=== ACTIVITY 1 ===
In the religious freedom commentary, list the kinds of religious employers given as examples in the paragraph about the Administration's "accommodation."
=== ACTIVITY 2 ===
Continue the religious freedom commentary, starting after its last sentence.

Tuesday, January 14, 2014

USA Today Gets Religious Freedom Right



By Sister Mary Ann Walsh


With its recent editorial “Obamacare overreach tramples Little Sisters of the Poor,” USA Today joins the Chicago Tribune among the mainstream print outlets to “get it” when it comes to religious freedom.

The newspaper has no fight with artificial contraception and sterilization, while the Catholic Church does. However, USA Today recognizes that the Health and Human Services (HHS) mandate violates religious freedom by coercing religious ministries to participate in covering services that violate their beliefs – drugs and devices approved by the FDA as contraceptives, including those that can cause an abortion, and sterilization.

The issue isn’t the pill. The issue is the right to live according to one’s conscience. That’s a guarantee of the U.S. Constitution and the Religious Freedom Restoration Act.

Initially, media recognized the religious liberty issue at hand. But once the Administration began its specious argument about a “war on women” and turned a religious freedom issue into one about sexual freedom, most media jumped on the free contraceptive bandwagon.

To quell the uproar over forcing religious groups to fund abortifacients, contraception and sterilization, the Administration devised its now infamous “accommodation.” The ploy: Churches per se don’t have to pay for these services. But when a religious school, hospital or charity can’t in conscience provide these drugs or devices for employees and their dependents, employers can sign a form authorizing their insurance companies or third-party administrator to do so. USA Today called the accommodation “more of a fig leaf than a fix.”

=== INPUT DATA ===
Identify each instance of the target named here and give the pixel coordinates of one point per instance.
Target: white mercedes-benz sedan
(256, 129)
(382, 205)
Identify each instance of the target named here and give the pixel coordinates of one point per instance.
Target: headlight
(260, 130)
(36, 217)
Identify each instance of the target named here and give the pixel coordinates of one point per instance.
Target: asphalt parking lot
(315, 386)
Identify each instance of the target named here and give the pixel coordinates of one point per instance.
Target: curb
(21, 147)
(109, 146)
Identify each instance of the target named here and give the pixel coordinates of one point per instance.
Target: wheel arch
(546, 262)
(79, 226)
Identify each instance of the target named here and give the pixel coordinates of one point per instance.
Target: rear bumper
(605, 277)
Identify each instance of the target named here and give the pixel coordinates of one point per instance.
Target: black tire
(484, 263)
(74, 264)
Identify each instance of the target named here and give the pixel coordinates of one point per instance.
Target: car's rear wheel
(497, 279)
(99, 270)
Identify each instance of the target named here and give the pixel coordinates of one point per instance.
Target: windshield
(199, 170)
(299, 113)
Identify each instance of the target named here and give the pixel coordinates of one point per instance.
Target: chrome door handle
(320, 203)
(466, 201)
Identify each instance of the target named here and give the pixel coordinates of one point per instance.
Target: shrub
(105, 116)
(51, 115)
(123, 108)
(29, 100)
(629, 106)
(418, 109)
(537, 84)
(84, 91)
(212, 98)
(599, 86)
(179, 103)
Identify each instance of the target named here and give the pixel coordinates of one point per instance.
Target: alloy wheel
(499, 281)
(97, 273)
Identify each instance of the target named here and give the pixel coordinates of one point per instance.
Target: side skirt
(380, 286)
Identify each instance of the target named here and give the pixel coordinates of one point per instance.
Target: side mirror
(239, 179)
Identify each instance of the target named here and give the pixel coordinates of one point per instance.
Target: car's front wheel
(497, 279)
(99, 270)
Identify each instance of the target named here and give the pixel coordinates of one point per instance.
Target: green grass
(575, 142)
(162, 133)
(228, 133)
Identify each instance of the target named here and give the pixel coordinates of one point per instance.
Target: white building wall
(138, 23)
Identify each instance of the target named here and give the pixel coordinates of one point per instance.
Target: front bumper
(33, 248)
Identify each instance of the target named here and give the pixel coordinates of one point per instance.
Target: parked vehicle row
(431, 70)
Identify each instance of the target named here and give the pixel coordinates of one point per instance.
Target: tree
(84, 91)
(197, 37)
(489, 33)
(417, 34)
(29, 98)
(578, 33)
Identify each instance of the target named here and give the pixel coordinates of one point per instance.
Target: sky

=== ANSWER AREA 1 ===
school, hospital, charity

=== ANSWER AREA 2 ===
The Little Sisters of the Poor (and others, Catholic and non-Catholic alike) have gone to court to oppose this mandate. The nuns as much as said “Lord Divine! We won’t sign!” Supreme Court Justice Sonia Sotomayor thinks they might have a point. She issued a temporary injunction New Year’s Eve against the crippling fines that the Little Sisters of the Poor would begin to face the very next day. At $100 per day per person affected by their policy, the fines could go well into the millions of dollars annually. That’s a lot of punishment for the nuns who care for the elderly and literally beg for donations in parishes and elsewhere.

USA Today offered the White House the opportunity to reply to its editorial, but it declined. So Planned Parenthood president Cecile Richards stepped in. She promoted the tired “anti-woman” argument. She introduced a red herring with the suggestion that opponents of contraception oppose use of the pill for menstrual cramps, acne and endometriosis. For the record, the Catholic Church does not oppose medicine for such ills, and the Little Sisters’ complaint clearly states that.

Over 300 plaintiffs in over 90 lawsuits have gone to court to challenge the mandate and most are winning, as they argue they should not be forced by government to violate their religious beliefs. If this momentum should continue, to quote USA Today, “religious freedom would be granted the wide berth it deserves.”

Kudos to USA Today for taking a clear look at an issue that goes to the heart of what it means to be a religiously diverse, constitutional democracy.